> **TEXT PASSAGE**
= = = = = = =

It was a quieter visit than many. I was still coughing badly and conscious of the sorrow I felt. I didn't feel capable of rushing. I mostly rested and relaxed in the mornings. A bit later in the day my friend and I'd go out. One day to SFMOMA and the second afternoon he drove us across the bay to Berkeley. Each day was quieter and more reflective.
It was in the glorious, golden light of evening that streamed across Berkeley that I was just struck at how happy I am - how lucky, how fortunate.
Right there with that simple joy I felt welling up in me was this hard, sharp point of AH's death. My mind returning again and again to her smile, sometimes so sly, and so often gleaming in her eyes with mischievousness. Her hugs, the warmth I felt in each and every one of them. Her curiosity about life which makes her death so hard to process. I nearly felt silly, but I kept thinking how I'll miss her wonderful sweaters & scarves and how seeing her in them often brought a lightness to my heart when it felt heavy.
I commented to SJ as we walked that there is this strangeness in practice where we learn to accept that we feel all of these things at the same time. If we are present to everything there in front of us, it is all in there together. The awful and the glorious.
There is the unspeakable grief that sticks in the space between my heart and throat chakras, stealing my voice, incomprehensibly intertwined with a gratitude & happiness that is too precious for words. All there, all together. I noted that I could just sit down with a thump into that dark sorrow, or rush back pointlessly to Portland, but if I did so I'd be turning my back on the dear friend with me that moment and the incredible beauty surrounding us.
So I was simply happy strolling across Berkeley in the evening light. Choosing that brightness and wrapping it around the jagged edges. There's nothing that makes that sharpness go away, but there is some cushion between the points in allowing myself to be present to the joy that exists simultaneously alongside them. I'm grateful to have so many loving people in my life, so many safe havens where no one minds that I go from tears to laughter within moments.
Good-by, AH, I will miss you.
May we all be at ease.
Joy and Creativity
It has been a long several weeks. CK and I have met with two members of our Sangha Harmony Committee about the feelings around our vegan practice not being recognized or included. For me these meetings have highlighted just how terribly uncomfortable group dynamics can be for me. I feel utterly at a loss around them at times. Having moved over and over again throughout my childhood, really up until the time I moved out in my early 20s, I really never learned the knack of groups. Whenever I started to fit in at all, we moved, as it was I didn't fit in well with a lot of peers to begin with.
The 17th I got to play host to a day of creativity for our Sangha. A spring community day celebrating Earth Day and the Earthstore Bodhisattva. It was small, intimate, joyful, silly, and simple. I put myself in charge of the food, carefully labeling things with known allergens for one of the participants and items that weren't vegan (only one thing that had dairy). Friends came with a box filled with vegan cupcakes, which was really touching. I had time to sit down, enjoy making a Jizo shrine, sharing lunch, and listening to stories.
Although I was tired at the end of the day I felt contented and connected by it. This was just the kind of sangha activity I needed! It was especially sweet when a Dharma sister, who has been part of the Harmony meetings, later emailed me to say that in the evening it had occurred to her the mindful attention I'd paid to her dietary needs. How having all the food labeled so she knew what to take was something that could be felt as an expression of being loved and cared for. It helped her to understand why this is so important to me.

= = = = = = =

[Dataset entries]
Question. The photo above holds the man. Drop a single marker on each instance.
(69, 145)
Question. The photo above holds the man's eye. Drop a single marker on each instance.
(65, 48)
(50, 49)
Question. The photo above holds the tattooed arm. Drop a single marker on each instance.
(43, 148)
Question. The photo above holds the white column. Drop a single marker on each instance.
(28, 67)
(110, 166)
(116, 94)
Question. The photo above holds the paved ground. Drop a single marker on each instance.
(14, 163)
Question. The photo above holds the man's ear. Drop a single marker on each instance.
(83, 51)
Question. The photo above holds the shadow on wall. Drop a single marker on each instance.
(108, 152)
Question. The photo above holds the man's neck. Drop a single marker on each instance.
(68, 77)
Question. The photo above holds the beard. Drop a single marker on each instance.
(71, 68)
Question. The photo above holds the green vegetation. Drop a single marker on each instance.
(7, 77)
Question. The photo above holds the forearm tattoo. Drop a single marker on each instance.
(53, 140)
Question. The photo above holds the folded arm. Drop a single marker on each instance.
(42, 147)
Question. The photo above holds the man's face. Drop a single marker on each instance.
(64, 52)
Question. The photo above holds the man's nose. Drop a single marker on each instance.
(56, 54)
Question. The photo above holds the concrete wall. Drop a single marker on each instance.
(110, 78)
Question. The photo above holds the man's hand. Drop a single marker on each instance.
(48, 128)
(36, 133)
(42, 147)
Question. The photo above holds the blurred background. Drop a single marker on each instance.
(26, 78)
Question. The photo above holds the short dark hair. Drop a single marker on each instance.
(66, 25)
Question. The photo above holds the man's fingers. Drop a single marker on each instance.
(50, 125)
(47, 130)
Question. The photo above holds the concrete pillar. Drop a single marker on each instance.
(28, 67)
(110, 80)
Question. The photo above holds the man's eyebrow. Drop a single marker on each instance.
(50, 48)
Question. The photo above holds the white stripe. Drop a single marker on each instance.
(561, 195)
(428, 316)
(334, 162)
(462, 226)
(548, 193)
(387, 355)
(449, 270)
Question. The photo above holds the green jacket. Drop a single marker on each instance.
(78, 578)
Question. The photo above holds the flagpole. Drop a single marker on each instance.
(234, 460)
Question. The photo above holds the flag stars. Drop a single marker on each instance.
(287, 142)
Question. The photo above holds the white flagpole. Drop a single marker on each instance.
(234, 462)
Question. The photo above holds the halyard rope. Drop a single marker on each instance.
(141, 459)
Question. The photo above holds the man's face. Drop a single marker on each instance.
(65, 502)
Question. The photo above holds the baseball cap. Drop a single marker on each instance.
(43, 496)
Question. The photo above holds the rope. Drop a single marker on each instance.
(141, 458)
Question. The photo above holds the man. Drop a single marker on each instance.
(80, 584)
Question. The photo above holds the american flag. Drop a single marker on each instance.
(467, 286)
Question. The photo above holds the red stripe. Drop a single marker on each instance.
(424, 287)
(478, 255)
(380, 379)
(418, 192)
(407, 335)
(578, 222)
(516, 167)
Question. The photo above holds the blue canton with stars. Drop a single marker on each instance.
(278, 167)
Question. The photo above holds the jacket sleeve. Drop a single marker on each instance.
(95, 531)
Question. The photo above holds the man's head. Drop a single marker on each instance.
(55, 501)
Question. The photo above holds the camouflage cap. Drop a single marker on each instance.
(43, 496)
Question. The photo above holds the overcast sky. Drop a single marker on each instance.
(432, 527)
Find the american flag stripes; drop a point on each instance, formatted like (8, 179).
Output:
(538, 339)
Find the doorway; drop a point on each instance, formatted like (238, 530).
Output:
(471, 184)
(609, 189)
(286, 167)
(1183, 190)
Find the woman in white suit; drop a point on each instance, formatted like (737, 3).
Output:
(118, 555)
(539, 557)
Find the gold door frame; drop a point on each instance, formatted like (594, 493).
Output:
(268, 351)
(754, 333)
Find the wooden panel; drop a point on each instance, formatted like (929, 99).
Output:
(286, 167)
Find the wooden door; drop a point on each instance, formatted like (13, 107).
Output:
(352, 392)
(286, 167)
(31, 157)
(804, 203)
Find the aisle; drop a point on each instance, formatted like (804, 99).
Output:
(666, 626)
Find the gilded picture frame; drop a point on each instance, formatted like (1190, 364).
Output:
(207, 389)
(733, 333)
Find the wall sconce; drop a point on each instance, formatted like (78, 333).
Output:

= = = = = = =

> **QUESTIONS**
**A)** Copy the passage from "It was a quieter" to "lucky, how fortunate.".
**B)** Answer these questions about the passage:
(i) On the second afternoon of the visit, where did the friend drive the writer?
(ii) What did friends bring to the Sangha's spring community day?
(iii) On what day of the month did the writer host the day of creativity?

> **RESPONSES**
**A)**
It was a quieter visit than many. I was still coughing badly and conscious of the sorrow I felt. I didn't feel capable of rushing. I mostly rested and relaxed in the mornings. A bit later in the day my friend and I'd go out. One day to SFMOMA and the second afternoon he drove us across the bay to Berkeley. Each day was quieter and more reflective.
It was in the glorious, golden light of evening that streamed across Berkeley that I was just struck at how happy I am - how lucky, how fortunate.

**B)**
(i) Across the bay to Berkeley.
(ii) A box filled with vegan cupcakes.
(iii) The 17th.